* Task directions:
Please copy every one of the items below word for word, leaving out the pictures.
BEGIN Excerpted data
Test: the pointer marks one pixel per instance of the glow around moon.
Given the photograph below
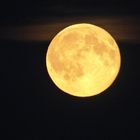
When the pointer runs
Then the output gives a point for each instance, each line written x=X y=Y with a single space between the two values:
x=83 y=60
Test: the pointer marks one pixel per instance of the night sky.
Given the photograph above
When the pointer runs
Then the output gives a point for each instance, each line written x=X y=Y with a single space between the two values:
x=32 y=107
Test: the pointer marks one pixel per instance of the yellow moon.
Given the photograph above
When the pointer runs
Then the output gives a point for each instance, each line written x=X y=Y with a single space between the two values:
x=83 y=60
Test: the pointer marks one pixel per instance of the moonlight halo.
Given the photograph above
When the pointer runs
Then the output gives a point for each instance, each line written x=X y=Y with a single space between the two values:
x=83 y=60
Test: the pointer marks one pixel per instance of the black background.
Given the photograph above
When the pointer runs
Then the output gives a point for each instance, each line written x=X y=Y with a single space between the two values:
x=32 y=107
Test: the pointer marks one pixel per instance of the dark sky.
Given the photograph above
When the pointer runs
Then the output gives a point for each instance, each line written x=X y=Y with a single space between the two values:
x=32 y=107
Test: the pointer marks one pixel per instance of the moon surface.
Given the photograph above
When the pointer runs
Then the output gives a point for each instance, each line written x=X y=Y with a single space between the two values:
x=83 y=60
END Excerpted data
* The response:
Test: the pointer marks one pixel per instance of the glow around moon.
Given the photograph below
When the pointer runs
Then the output gives a point for each instance, each line written x=X y=Y with a single space between the two values:
x=83 y=60
Test: the pointer marks one pixel per instance of the night sky.
Given the photograph above
When the pointer runs
Then the output gives a point for each instance, each line written x=X y=Y with a single space between the two values:
x=32 y=107
Test: the pointer marks one pixel per instance of the yellow moon.
Given the photograph above
When the pointer runs
Then the output gives a point for each instance, each line written x=X y=Y with a single space between the two values:
x=83 y=60
Test: the pointer marks one pixel per instance of the moonlight halo.
Given the photograph above
When the pointer runs
Then the output gives a point for each instance, each line written x=X y=Y with a single space between the two values:
x=83 y=60
Test: the pointer marks one pixel per instance of the black background.
Given the photograph above
When the pointer runs
Then the output gives a point for each instance, each line written x=X y=Y with a single space between the two values:
x=32 y=107
Test: the pointer marks one pixel per instance of the dark sky.
Given the photograph above
When the pointer runs
Then the output gives a point for each instance, each line written x=X y=Y with a single space between the two values:
x=32 y=107
Test: the pointer marks one pixel per instance of the moon surface.
Given the photograph above
When the pointer runs
Then the output gives a point for each instance, each line written x=X y=Y with a single space between the two values:
x=83 y=60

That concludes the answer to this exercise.